LIST OF TASKS:
[a] Copy the COVID-19 disclosure passage starting with "- Issuers are" and going on through "the required date.", changing "rating agencies" to "credit rating agencies".
[b] In the COVID-19 disclosure passage, which rule governs the material-event disclosure required of issuers whose bonds are already in the public market?

PASSAGE SHOWN:
========================

Municipal Issuer COVID-19 Disclosure Obligations
Many issuers have questions regarding their disclosure obligations in these uncertain times caused by the spread of the COVID-19 coronavirus.
Required Disclosure. For any issuers in the midst of a primary offering, general disclosures of the short-term impacts and long-term uncertainties posed by the public health emergency may be appropriate. Recent representative examples of such disclosures may be found in offering documents posted on EMMA or on www.munios.com.
For those issuers with bonds already in the public market, the requirements of secondary market continuing disclosure only require disclosure in the case of a material event under Rule 15(c)(2)-12. The most likely material events requiring disclosure are discussed below:
- Principal and interest payment delinquencies – for any issuer that misses a payment for whatever reason, including one related to the effects of the current pandemic, a disclosure notice is required.
- Disclosure is also required for unscheduled draws on debt service reserves reflecting financial difficulties and unscheduled draws on any credit enhancement reflecting financial difficulties. A temporary decrease in cash flows may be a liquidity issue and not actually reflect financial difficulties.
- Issuers are receiving calls from rating agencies with questions regarding the effects of the pandemic on their financials and some rating agencies are issuing negative outlooks. However, for purposes of continuing disclosure obligations, a change in outlook is not considered a material event. Obviously, changes in actual ratings are.
- Finally, in current circumstances, an issuer may miss making a timely filing of annual financial information or an event notice. This may necessitate an event notice of failure to provide such information on or before the required date.

========================

Excerpts from a dataset
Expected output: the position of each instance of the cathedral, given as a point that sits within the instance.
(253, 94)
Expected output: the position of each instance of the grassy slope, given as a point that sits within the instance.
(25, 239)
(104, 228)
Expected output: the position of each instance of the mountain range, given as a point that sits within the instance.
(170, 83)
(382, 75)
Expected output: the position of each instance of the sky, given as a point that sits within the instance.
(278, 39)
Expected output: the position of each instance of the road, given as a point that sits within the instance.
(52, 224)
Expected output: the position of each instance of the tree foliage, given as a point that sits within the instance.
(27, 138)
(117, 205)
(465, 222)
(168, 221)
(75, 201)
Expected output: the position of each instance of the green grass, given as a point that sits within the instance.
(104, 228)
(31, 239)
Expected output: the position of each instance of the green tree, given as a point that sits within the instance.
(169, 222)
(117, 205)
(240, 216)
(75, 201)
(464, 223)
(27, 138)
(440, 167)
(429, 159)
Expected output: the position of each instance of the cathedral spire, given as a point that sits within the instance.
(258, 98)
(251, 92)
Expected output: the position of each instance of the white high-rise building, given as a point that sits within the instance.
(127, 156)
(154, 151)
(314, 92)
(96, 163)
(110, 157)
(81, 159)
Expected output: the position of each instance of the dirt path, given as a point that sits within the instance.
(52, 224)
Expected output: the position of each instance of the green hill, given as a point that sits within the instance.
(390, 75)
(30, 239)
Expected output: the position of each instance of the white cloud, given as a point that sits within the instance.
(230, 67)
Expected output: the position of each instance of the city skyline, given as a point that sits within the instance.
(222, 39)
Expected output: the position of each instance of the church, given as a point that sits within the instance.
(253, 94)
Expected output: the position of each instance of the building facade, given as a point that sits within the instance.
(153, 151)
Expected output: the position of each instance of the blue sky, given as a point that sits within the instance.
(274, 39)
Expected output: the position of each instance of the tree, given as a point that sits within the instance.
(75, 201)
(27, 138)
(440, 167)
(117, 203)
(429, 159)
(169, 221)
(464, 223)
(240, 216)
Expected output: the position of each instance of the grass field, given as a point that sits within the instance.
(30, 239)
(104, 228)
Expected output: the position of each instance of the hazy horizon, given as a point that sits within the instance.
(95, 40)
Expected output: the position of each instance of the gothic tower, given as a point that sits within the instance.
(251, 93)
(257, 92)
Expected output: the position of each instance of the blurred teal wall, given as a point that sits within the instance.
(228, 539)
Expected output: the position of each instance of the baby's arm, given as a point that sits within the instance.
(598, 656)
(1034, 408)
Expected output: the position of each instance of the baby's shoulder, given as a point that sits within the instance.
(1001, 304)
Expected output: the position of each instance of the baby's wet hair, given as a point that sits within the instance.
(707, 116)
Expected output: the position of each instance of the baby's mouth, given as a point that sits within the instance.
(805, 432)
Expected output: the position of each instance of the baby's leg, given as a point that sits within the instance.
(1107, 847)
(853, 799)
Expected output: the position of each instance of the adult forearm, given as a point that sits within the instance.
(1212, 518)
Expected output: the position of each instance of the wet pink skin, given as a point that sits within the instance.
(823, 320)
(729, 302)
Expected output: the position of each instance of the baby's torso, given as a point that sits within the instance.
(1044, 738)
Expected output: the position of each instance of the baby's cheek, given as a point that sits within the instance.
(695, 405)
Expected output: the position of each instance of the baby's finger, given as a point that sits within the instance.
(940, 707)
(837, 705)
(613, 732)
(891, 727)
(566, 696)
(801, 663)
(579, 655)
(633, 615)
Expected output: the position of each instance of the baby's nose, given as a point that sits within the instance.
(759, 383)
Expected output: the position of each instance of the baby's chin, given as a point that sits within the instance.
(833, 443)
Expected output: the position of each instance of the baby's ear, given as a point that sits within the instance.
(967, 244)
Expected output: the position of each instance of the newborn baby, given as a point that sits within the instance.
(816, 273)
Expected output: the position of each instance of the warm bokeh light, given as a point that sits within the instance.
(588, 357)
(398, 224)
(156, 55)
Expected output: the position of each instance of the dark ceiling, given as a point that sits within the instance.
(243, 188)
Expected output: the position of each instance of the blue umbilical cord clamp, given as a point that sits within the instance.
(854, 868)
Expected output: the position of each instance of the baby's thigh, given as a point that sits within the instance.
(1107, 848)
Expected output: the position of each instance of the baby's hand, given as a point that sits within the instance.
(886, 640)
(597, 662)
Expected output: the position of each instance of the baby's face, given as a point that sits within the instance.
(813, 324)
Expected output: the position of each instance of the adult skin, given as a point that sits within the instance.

========================

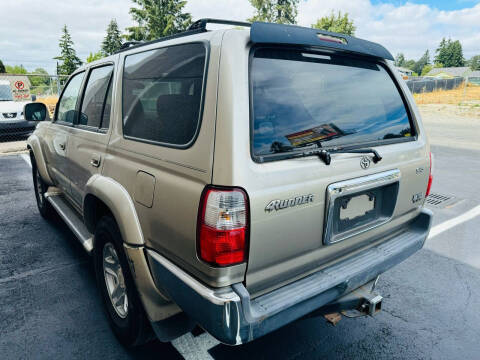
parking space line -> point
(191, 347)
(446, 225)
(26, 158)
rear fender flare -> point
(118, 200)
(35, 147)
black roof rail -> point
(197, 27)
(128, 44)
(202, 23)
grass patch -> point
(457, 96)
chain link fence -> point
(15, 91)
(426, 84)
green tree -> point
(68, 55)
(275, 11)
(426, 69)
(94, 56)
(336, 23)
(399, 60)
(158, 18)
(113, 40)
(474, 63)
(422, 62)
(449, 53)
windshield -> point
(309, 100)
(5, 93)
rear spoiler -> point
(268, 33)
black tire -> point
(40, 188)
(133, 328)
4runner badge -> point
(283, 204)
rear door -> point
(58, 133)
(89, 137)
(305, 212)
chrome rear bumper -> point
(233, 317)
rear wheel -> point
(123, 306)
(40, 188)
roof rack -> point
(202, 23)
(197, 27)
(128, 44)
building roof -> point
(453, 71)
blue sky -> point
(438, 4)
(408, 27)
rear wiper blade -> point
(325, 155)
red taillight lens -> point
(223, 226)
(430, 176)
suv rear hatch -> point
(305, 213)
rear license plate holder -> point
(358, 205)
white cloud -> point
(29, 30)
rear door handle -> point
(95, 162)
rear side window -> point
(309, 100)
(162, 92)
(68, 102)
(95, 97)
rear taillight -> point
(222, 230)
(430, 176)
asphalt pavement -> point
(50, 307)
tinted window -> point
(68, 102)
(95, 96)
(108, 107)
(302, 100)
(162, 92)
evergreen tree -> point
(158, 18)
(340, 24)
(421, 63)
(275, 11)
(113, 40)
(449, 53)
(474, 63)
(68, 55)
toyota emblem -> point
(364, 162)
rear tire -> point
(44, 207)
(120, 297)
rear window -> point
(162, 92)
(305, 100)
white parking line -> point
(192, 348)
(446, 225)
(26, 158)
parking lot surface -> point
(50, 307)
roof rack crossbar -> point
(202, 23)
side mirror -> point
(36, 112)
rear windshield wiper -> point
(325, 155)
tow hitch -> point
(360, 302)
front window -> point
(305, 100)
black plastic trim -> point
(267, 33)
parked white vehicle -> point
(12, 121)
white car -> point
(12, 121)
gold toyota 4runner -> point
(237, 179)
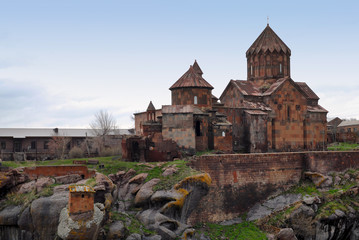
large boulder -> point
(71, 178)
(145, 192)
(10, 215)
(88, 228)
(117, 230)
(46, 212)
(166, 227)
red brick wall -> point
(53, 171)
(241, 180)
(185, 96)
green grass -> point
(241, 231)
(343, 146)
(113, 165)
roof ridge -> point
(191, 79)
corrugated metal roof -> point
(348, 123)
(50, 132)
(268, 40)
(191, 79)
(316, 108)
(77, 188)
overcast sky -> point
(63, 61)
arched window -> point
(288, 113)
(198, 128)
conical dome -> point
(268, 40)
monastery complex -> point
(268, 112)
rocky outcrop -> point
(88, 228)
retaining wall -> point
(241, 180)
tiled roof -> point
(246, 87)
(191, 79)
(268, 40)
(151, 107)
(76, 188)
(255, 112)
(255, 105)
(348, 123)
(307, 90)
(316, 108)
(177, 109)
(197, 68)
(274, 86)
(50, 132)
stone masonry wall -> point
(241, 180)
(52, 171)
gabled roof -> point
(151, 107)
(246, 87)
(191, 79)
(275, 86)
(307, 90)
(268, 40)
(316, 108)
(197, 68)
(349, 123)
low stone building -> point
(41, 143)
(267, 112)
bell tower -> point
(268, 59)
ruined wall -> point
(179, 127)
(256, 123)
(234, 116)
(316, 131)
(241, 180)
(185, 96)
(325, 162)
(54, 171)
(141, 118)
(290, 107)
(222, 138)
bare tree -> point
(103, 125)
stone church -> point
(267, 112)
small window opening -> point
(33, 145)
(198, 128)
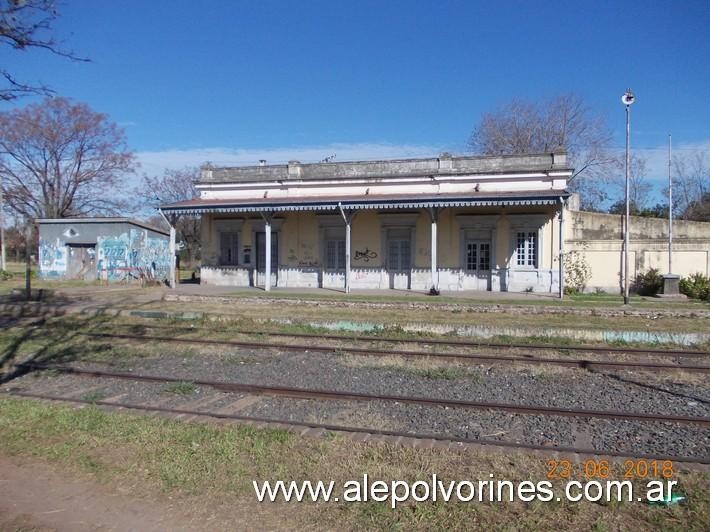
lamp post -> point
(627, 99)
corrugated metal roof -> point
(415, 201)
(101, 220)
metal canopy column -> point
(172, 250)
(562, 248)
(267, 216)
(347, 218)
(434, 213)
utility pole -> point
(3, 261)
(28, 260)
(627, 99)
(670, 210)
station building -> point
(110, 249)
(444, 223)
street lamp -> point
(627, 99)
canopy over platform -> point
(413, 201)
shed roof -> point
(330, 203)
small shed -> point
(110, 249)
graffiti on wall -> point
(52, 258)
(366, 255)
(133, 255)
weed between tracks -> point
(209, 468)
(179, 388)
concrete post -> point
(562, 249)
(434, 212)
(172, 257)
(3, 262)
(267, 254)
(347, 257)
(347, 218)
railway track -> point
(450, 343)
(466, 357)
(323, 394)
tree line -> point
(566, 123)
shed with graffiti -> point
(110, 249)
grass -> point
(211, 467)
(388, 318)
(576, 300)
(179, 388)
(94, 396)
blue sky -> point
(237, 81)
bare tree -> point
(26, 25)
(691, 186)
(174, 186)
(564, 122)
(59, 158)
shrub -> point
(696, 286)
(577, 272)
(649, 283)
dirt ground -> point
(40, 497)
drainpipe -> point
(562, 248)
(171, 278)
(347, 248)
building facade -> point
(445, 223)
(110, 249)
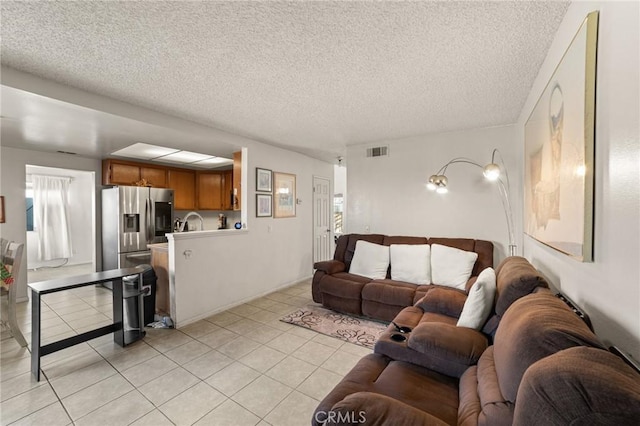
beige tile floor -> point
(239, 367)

========================

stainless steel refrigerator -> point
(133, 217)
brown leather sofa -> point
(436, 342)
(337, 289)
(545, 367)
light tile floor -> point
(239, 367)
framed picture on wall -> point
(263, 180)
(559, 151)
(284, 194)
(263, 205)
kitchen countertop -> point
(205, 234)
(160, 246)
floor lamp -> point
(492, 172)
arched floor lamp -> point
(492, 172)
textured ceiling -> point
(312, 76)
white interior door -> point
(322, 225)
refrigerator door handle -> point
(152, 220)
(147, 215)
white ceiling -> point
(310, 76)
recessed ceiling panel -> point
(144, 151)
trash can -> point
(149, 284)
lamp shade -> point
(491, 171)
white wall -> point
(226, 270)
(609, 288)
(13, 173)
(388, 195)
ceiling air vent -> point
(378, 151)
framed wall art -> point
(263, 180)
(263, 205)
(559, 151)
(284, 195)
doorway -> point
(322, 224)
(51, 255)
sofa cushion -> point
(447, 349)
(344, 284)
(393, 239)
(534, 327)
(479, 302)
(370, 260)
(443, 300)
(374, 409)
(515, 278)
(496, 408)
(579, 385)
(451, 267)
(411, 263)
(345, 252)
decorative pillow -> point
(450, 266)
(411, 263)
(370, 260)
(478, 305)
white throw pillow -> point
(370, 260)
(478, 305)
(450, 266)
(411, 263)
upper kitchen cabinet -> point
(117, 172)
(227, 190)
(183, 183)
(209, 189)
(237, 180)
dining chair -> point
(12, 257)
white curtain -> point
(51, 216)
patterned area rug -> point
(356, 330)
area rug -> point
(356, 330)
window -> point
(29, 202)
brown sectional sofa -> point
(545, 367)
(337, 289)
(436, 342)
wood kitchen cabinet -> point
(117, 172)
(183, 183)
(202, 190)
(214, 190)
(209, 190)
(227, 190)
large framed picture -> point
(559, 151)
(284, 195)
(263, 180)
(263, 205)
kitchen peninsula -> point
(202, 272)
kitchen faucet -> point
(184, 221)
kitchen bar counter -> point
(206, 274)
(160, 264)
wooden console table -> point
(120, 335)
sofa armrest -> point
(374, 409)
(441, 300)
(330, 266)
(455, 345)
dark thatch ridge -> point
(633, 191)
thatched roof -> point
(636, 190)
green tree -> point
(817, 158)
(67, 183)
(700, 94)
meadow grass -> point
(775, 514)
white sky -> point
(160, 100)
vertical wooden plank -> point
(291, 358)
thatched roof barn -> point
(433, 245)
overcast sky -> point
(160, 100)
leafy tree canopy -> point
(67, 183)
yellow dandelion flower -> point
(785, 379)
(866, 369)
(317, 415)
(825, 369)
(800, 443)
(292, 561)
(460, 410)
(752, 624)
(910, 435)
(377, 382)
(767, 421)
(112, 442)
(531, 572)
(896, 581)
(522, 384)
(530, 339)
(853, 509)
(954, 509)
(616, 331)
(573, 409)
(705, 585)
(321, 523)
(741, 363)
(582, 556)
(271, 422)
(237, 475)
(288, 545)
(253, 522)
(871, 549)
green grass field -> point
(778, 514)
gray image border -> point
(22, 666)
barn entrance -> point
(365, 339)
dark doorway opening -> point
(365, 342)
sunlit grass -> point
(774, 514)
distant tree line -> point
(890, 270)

========================

ANSWERS BY ITEM NUMBER:
[a]
- Issuers are receiving calls from credit rating agencies with questions regarding the effects of the pandemic on their financials and some credit rating agencies are issuing negative outlooks. However, for purposes of continuing disclosure obligations, a change in outlook is not considered a material event. Obviously, changes in actual ratings are.
- Finally, in current circumstances, an issuer may miss making a timely filing of annual financial information or an event notice. This may necessitate an event notice of failure to provide such information on or before the required date.

[b] Rule 15(c)(2)-12